TASK DETAILS.
With the pictures left out, copy the listing below exactly.

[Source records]
====

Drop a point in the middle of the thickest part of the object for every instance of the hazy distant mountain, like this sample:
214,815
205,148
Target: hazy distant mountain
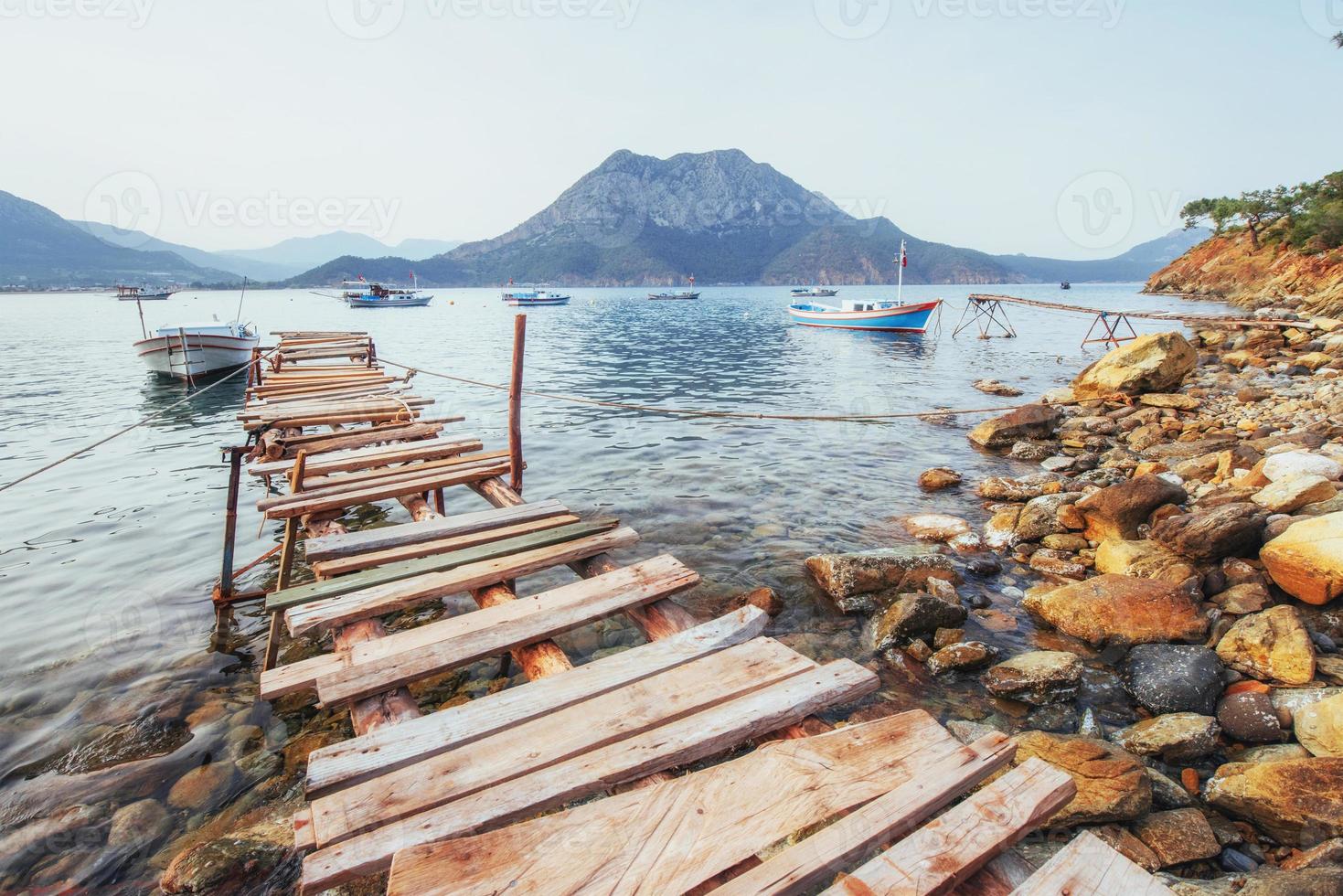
254,269
719,215
1136,263
37,248
724,218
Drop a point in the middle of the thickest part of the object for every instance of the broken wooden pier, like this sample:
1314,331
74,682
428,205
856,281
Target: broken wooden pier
567,784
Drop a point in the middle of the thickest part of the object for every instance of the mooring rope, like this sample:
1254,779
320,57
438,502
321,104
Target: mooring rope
133,426
684,411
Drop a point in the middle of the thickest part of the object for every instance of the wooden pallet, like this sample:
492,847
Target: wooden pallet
449,801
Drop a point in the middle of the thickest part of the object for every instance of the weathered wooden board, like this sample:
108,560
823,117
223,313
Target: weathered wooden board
344,566
395,536
819,858
301,504
584,727
415,653
1091,865
389,749
374,455
954,847
398,595
670,837
698,736
398,571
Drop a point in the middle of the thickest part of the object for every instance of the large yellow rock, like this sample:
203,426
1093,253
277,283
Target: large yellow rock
1307,560
1156,363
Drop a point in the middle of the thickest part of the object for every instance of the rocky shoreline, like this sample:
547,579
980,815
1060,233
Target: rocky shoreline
1186,538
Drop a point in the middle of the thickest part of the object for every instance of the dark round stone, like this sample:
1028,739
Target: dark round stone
1174,677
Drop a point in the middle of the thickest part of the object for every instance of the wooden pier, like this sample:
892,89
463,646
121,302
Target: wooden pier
455,801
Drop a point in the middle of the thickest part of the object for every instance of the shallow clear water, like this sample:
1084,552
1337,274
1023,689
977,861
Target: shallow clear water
106,563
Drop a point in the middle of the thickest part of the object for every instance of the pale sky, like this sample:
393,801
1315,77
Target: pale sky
1067,128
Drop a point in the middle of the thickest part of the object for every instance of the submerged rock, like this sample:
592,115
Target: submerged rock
1119,609
1111,784
1171,677
852,579
1297,801
1174,736
1029,422
1117,511
1307,560
1271,646
1156,363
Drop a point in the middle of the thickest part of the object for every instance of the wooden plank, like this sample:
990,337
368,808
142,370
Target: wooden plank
346,566
398,571
398,595
1091,865
672,837
570,732
386,750
815,860
475,635
959,842
397,536
377,475
374,455
386,489
687,741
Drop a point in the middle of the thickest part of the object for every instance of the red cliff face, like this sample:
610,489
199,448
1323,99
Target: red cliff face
1226,268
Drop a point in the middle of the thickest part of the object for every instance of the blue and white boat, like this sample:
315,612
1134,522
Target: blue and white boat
378,295
858,314
530,294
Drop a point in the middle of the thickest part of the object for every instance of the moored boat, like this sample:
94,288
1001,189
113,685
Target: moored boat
143,293
533,294
191,349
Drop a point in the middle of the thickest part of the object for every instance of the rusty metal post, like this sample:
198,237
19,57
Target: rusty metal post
515,404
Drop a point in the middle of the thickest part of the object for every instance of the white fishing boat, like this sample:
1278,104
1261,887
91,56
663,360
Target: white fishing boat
188,351
143,293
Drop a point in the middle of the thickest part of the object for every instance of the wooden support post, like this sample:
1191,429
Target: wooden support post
286,564
515,404
226,575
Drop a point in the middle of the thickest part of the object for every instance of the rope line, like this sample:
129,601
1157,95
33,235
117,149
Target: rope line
684,411
133,426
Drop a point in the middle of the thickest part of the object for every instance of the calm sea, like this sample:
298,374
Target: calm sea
106,561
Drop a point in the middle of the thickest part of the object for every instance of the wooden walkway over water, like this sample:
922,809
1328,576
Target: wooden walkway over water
561,784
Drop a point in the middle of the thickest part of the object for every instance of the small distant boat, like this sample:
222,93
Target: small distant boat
143,293
533,294
673,295
879,316
378,295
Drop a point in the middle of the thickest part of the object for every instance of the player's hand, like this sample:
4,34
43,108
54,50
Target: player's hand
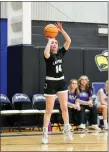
59,26
74,106
50,39
90,103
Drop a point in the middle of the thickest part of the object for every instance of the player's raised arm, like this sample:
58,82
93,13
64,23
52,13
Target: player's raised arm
66,36
47,49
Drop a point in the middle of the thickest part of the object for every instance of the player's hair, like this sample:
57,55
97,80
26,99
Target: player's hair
88,87
69,87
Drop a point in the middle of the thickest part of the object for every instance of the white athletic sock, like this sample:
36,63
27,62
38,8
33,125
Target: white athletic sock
45,130
105,123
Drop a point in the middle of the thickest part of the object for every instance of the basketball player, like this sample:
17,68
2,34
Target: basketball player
102,103
85,99
55,83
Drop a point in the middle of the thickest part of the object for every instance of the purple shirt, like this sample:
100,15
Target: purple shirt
72,97
84,95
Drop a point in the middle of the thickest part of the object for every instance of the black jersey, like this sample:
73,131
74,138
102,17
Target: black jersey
54,64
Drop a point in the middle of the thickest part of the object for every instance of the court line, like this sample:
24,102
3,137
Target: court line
18,135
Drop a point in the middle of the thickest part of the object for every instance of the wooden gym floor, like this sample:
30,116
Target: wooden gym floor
31,141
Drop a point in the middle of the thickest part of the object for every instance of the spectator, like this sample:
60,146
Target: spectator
102,103
85,99
73,105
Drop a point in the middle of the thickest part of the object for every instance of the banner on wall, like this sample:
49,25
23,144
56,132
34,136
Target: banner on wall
102,61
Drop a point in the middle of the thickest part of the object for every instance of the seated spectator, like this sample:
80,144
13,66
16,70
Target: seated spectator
102,103
73,106
85,99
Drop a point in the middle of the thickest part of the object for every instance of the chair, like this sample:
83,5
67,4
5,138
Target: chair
22,102
56,118
6,111
5,103
38,101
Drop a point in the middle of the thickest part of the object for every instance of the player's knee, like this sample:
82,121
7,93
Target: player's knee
64,108
48,111
104,107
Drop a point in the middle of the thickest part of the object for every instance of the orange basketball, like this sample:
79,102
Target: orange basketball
51,31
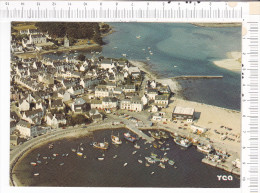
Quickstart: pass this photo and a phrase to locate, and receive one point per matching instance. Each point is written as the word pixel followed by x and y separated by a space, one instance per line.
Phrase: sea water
pixel 111 172
pixel 181 49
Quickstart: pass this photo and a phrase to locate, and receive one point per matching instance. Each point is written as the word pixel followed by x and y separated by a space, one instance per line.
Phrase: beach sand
pixel 233 62
pixel 212 118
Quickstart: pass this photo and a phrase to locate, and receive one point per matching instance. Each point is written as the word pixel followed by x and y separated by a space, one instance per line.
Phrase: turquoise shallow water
pixel 182 49
pixel 110 172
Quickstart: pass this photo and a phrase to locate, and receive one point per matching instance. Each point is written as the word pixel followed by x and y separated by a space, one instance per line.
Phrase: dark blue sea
pixel 181 49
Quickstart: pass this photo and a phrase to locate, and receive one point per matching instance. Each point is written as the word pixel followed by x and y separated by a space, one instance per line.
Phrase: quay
pixel 197 77
pixel 227 166
pixel 140 133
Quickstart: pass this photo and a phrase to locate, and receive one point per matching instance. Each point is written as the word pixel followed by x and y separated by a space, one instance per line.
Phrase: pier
pixel 140 133
pixel 197 77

====

OUTPUT OF THE TASK.
Drop a point in the middle of the thickest part of the object for every instance of the hazy distant mountain, like this sample:
214,815
205,148
Target: hazy distant mountain
254,269
719,215
1136,263
37,248
724,218
Drop a point in the middle of the thickest part of the object for every instance of the broken wooden pier, like this sample:
1314,331
74,682
428,205
856,281
Target: broken wooden pier
567,784
Drop a point in the middle of the thickest part of the object for every instance of the mooring rope, like this sample:
1254,779
320,57
438,502
321,104
Target: mooring rope
133,426
684,411
Drop a point in the middle of the thickest part of the object for every instance of the wooden pallet, like this sample:
492,847
Target: wooden pallet
449,801
Drop a point in the middle of the thickest part of the object for every instance of the weathered wooden board, like this sample:
108,560
823,117
223,313
Target: weathered wooden board
344,566
395,536
819,858
301,504
584,727
415,653
1091,865
389,749
374,455
954,847
398,595
670,837
698,736
398,571
Drop a point in the middle of the thickest part of the object for every instance of the large yellow rock, like this sample:
203,426
1093,253
277,283
Target: large yellow rock
1307,560
1156,363
Drop a point in the middle of the thickest part of the object for every instance of the rocky shoreline, like this sample:
547,579
980,815
1060,233
Target: rocky shoreline
1186,538
Drop a point in the middle of the thickest part of the object for every instance of the dark round stone, like this sample:
1028,739
Target: dark round stone
1174,677
Drop a point in the middle of the thickest part of the object for every instance of the wooden pier, like this sample:
892,89
463,646
121,302
Target: wooden pier
455,801
Drop a point in the middle of the thickest part of the object for every instance of the shallow clear water, like this sample:
1084,552
1337,274
1023,689
977,861
Target: shallow clear water
106,563
Drop a point in the middle of the thickest part of the object for every instance of the pale sky, like this sample:
393,801
1315,77
Target: pale sky
1067,128
Drop a point in the middle of the thickest part of the object for every instance of the submerged rock, like this sample:
592,115
Target: submerged rock
1119,609
1111,784
1171,677
852,579
1297,801
1174,736
1029,422
1117,511
1307,560
1271,646
1156,363
Drop a point in the middle of the thickest part of the object for every instance of the wooden plank, like this sample:
990,337
368,808
142,370
Target: wooden plank
346,566
398,571
398,595
1091,865
672,837
570,732
386,750
815,860
475,635
959,842
397,536
377,475
374,455
386,489
687,741
Drop a point in the middle of the thickest part of the object for every instance of the red cliff face, like this sample:
610,489
199,448
1323,99
Target: red cliff face
1226,268
Drop a point in the middle of the thickest part of the object for every instance of the blue and white boat, like this sample:
315,612
1134,522
Target: blue and white boat
378,295
858,314
530,294
Drop a point in the middle of the thickest part of the object for every instance of the moored boat, like this sample:
94,288
1001,189
113,685
Target: moored boat
143,293
533,294
191,349
Drop a point in the middle of the thickest part of the object for every instance of the rusty metal post, like this sample:
198,237
19,57
Target: rusty metal post
515,404
Drop a point in the middle of the thickest part of the object for every instance of the white fishing boat, like this sample:
1278,104
1261,887
91,56
663,360
Target: white fishing boat
188,351
143,293
Drop a point in the middle of the thickest part of the object for every instance of the wooden support post, like this sample:
1191,429
Target: wooden support post
286,564
515,404
226,575
Drop a point in the middle of the thickest part of the object for every instance of the rope line, like this sample:
129,601
1157,95
33,235
117,149
Target: rope line
684,411
133,426
Drop a point in the middle of the thickest part of the object for every instance of the calm sea, like this sample:
298,374
Target: calm sea
106,561
Drop a point in the middle of the thickest part of the object for every instance of the wooden walkway over water, like this sample:
922,809
1328,576
Target: wooden walkway over water
561,784
Drop a point in the middle of the thickest part of the object for every instance of the small distant boat, like this sample:
222,93
Target: small distant boat
143,293
533,294
673,295
879,316
378,295
Drop a point in the middle of the thickest part of the object for every instance of the player's hand, like this sample:
4,34
43,108
54,50
Target: player's hand
59,26
74,106
50,39
90,103
Drop a point in the middle of the thickest part of the object for every instance of the player's raised arm, like this sample:
58,82
93,13
64,23
52,13
Target: player's raised arm
66,36
47,49
Drop a point in the middle of the thickest part of the object for every instance of the player's hair, like this sample:
57,55
97,80
26,99
Target: player's hair
88,87
69,87
Drop a point in the middle of the thickest part of the object for every instance of the white athletic sock, like this sample:
36,63
27,62
38,8
33,125
Target: white athletic sock
45,130
105,123
Drop a point in the middle of the thickest part of the object for every instance of the basketball player, like this sample:
17,68
2,34
Target: basketball player
102,103
85,99
55,83
Drop a point in the middle of the thickest part of the object for every instance of the purple shirt, like this sample:
100,15
Target: purple shirt
72,97
84,95
Drop a point in the middle of the thickest part of the object for every instance of the black jersey, like this sample:
73,131
74,138
102,17
Target: black jersey
54,64
Drop a point in the middle of the thickest part of the object for every instance of the court line, like this sample:
24,102
3,137
Target: court line
18,135
Drop a point in the middle of the thickest part of the object for every instance of the wooden gym floor, like this sample:
30,116
Target: wooden gym floor
31,141
Drop a point in the middle of the thickest part of the object for every instance of the spectator, like this sample:
60,146
Target: spectator
102,103
85,99
73,105
Drop a point in the middle of the thickest part of the object for every instance of the banner on wall, like this sample:
49,25
23,144
56,132
34,136
Target: banner on wall
102,61
Drop a point in the middle of the thickest part of the object for every instance of the seated spectator, like this sample:
80,144
13,66
16,70
Target: seated spectator
102,103
73,106
85,99
Drop a point in the middle of the thickest part of the object for every instance of the chair, like this sample:
83,5
67,4
5,138
Target: chair
22,102
56,118
6,111
5,103
38,101
Drop a point in the middle of the thickest part of the object for every instance of the player's knee, like this sample:
82,121
7,93
Target: player's knee
64,108
48,111
104,107
Drop a point in the middle of the thickest part of the object for every instance of the orange basketball, like this sample:
79,102
Target: orange basketball
51,31
Quickstart: pass this photo and a phrase to locate, and receive one point per matching instance. Each point is written as the word pixel followed by x and y separated by a space, one instance per line.
Phrase: sea water
pixel 111 172
pixel 181 49
Quickstart: pass this photo and a phrase to locate, and receive one point per matching instance. Each point is written as the word pixel followed by x and y separated by a space, one instance per line.
Phrase: beach sand
pixel 233 62
pixel 212 118
Quickstart: pass this photo and a phrase to locate, and receive one point per matching instance. Each point is written as the word pixel followed by x and y separated by a space, one instance per line.
Phrase: turquoise shallow water
pixel 182 49
pixel 110 172
Quickstart: pass this photo and a phrase to locate, and receive one point per matching instance. Each point is written as the word pixel followed by x and y separated by a space, one instance per line.
Phrase: dark blue sea
pixel 181 49
Quickstart: pass this photo and a phrase to locate, and receive one point per matching instance. Each point is written as the word pixel followed by x and y separated by a space, one instance per line.
Phrase: quay
pixel 197 77
pixel 227 166
pixel 140 133
Quickstart: pass this photo and a phrase to locate, and receive one point per matching instance. Each point is written as the word pixel followed by x and y separated by a space, one instance per line.
Phrase: pier
pixel 140 133
pixel 197 77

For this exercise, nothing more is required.